**Instructions for the task**:
Answer these questions from the passage on TV shows and the pandemic:
(a) What third option for handling the pandemic have many shows settled on as 2022 approaches?
(b) Which network aired Mr. Mayor, and when did it premiere?
(c) In Season 3 of You, onto what separate plotline are the pandemic anxieties projected?

So when entertainment returned last fall after an initial shutdown, shows had to figure out whether to ignore the coronavirus pandemic or to incorporate it and how. It was, for the most part, a mess. Just over a year ago we were right here discussing this issue and how weird both options were, though some shows handled it worse than others by going in half-measures.

Now as we head into 2022, TV shows are still in the same predicament. And many have settled on a third option for handling the pandemic: acknowledging it happened but pretending it’s 100% a thing of the past.

It might be the worst option yet.

This choice is not exactly a new one. Other shows have been going this route for a while. NBC’s underappreciated new Ted Danson comedy Mr. Mayor premiered back in January, presenting itself (if I’m remembering correctly) as being vaguely either in the future or a sort of alternate reality where COVID was over. Season 3 of Netflix’s You never addresses the virus by name but mentions things like secret vaccines for the elite and a neighbor who had hosted a party while everyone else was home “clutching hand sanitizer”—overt references but also weirdly cryptic—and also projects all those anxieties on a separate measles-related anti-vaxxer plotline.

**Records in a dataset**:

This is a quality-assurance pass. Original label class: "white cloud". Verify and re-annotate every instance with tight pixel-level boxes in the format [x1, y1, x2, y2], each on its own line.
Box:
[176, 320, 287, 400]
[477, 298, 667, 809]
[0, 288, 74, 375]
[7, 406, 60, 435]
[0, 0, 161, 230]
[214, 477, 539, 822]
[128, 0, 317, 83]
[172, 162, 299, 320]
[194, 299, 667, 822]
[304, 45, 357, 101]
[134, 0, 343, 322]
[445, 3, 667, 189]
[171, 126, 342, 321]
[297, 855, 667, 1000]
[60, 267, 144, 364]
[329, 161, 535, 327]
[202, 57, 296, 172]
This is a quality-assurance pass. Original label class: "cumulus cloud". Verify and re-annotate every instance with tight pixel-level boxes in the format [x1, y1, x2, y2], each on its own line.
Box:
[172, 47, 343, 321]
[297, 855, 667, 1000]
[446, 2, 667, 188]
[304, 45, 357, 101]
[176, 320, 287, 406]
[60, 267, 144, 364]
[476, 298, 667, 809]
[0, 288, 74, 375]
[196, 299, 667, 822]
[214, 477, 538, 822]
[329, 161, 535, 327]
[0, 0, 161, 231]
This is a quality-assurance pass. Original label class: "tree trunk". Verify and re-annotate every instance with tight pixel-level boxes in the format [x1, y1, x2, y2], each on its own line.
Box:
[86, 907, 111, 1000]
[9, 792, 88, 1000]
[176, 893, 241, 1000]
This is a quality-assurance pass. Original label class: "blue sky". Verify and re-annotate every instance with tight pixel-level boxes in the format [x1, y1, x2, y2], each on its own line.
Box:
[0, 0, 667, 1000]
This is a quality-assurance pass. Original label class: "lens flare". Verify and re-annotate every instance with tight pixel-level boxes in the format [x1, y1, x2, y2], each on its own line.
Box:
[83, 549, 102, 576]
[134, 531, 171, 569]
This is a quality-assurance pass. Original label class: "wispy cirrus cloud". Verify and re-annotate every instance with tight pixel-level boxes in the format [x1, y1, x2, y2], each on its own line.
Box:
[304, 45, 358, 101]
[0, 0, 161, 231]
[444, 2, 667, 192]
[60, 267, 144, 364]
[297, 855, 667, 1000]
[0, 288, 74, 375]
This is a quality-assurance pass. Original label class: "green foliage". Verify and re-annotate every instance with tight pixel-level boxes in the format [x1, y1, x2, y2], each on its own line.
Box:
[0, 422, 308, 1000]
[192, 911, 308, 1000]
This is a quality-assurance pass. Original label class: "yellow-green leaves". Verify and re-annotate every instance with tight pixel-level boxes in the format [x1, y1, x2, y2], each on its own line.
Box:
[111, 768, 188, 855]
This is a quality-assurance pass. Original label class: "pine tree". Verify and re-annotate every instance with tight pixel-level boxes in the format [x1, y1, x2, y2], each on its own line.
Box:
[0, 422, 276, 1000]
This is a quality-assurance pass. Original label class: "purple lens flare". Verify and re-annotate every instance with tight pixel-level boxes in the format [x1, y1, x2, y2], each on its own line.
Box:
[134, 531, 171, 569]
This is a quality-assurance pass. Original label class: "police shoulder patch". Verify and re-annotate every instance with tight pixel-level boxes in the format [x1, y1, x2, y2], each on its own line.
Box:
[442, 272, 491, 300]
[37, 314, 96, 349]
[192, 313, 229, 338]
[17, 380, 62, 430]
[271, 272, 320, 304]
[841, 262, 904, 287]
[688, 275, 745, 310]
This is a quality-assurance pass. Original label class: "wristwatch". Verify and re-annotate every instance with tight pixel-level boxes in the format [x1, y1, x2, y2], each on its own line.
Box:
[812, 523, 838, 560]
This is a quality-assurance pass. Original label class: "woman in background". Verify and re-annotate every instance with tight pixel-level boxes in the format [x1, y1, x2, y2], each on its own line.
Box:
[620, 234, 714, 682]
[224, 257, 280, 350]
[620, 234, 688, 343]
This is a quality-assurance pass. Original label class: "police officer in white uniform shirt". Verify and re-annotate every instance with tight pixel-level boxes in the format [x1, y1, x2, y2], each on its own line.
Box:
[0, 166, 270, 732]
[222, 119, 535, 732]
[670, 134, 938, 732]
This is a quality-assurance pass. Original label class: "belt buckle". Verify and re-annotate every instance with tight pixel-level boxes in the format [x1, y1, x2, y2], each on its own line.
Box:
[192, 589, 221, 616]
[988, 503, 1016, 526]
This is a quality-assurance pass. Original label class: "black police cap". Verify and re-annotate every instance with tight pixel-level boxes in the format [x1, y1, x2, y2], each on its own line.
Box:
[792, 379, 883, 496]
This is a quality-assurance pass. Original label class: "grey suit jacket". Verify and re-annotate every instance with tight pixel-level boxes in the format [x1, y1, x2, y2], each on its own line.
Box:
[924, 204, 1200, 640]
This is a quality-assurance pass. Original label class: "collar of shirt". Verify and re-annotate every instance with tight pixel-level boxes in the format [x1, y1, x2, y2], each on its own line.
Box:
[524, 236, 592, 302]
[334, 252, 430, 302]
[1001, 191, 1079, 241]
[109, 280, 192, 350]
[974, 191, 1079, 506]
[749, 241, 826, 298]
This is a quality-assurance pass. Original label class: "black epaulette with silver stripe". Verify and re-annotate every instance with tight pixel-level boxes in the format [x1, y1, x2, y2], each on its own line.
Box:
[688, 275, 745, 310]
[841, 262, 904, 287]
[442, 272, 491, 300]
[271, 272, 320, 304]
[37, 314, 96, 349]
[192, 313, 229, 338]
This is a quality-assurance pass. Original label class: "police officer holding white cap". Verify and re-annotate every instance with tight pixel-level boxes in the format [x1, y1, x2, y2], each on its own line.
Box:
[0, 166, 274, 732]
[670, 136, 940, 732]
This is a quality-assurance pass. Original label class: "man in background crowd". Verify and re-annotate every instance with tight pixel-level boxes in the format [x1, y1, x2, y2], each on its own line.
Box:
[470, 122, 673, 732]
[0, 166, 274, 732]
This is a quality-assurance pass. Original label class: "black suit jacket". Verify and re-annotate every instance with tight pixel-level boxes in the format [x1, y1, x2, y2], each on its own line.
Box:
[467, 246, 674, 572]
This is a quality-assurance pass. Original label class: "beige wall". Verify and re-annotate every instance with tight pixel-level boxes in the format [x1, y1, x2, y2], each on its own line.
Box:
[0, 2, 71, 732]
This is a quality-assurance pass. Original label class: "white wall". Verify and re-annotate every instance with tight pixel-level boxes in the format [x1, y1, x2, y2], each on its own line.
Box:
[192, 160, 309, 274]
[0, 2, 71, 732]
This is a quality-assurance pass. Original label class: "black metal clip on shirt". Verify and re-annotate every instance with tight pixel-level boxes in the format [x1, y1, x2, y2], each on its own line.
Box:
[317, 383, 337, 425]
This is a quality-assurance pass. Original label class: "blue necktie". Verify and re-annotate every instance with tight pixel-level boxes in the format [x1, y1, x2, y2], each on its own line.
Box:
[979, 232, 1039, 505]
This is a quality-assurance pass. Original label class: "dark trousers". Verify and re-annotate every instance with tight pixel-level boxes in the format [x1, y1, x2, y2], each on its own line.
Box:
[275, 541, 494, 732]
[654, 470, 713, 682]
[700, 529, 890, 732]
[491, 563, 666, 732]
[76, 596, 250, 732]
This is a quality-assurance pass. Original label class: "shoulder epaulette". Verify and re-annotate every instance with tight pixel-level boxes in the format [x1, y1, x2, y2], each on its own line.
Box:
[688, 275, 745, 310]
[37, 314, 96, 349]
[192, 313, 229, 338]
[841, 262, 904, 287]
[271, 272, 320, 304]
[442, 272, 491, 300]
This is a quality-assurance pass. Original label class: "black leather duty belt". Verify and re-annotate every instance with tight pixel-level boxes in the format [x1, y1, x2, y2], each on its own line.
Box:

**Finished exercise**:
(a) Acknowledging that the pandemic happened but pretending it is 100% a thing of the past.
(b) NBC; it premiered back in January.
(c) A measles-related anti-vaxxer plotline.